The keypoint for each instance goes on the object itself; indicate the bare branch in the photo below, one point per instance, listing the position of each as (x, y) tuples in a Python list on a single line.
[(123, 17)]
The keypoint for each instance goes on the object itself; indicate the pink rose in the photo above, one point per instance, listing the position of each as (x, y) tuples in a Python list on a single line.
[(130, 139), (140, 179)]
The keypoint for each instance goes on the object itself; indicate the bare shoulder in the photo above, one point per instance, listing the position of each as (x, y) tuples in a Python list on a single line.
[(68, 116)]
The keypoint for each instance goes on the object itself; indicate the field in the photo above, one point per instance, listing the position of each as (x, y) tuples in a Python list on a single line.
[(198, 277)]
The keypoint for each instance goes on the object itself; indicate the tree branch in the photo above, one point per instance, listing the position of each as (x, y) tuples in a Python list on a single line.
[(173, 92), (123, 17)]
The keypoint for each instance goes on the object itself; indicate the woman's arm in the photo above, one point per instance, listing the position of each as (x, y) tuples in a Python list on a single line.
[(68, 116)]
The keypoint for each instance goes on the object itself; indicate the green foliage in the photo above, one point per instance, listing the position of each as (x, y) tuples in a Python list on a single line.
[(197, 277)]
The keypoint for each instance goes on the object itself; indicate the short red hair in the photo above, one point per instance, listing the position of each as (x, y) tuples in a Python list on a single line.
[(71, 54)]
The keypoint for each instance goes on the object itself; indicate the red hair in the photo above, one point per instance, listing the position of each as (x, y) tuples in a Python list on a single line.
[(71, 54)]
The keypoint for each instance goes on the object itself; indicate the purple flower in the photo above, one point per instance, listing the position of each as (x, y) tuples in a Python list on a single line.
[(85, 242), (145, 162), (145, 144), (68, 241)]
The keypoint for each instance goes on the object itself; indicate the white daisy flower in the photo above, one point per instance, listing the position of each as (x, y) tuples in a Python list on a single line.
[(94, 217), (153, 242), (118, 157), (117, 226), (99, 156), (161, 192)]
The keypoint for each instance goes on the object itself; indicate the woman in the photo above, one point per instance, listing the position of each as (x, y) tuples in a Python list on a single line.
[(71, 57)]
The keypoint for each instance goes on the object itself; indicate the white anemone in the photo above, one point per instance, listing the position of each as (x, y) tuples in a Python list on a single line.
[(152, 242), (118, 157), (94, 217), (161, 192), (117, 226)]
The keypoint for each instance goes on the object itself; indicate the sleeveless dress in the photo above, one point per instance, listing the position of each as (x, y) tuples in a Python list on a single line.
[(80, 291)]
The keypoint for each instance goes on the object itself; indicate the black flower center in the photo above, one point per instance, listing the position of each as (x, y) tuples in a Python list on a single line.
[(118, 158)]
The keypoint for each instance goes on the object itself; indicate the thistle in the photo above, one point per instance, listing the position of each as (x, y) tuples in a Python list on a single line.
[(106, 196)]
#####
Na czym polega
Przekształć w listę JSON złożoną z ciągów znaków, po jednym na każdy wiersz, fragment wpisów od wiersza zawierającego „indicate the thistle” (włącznie z nim) do samego końca wpisów. Puste wiersze pomiń.

Odpowiedź
[
  "The keypoint for each instance goes on the object itself; indicate the thistle in the photo above, one point per instance, listing the position of each as (x, y) tuples in a Python list on a single line.",
  "[(106, 196)]"
]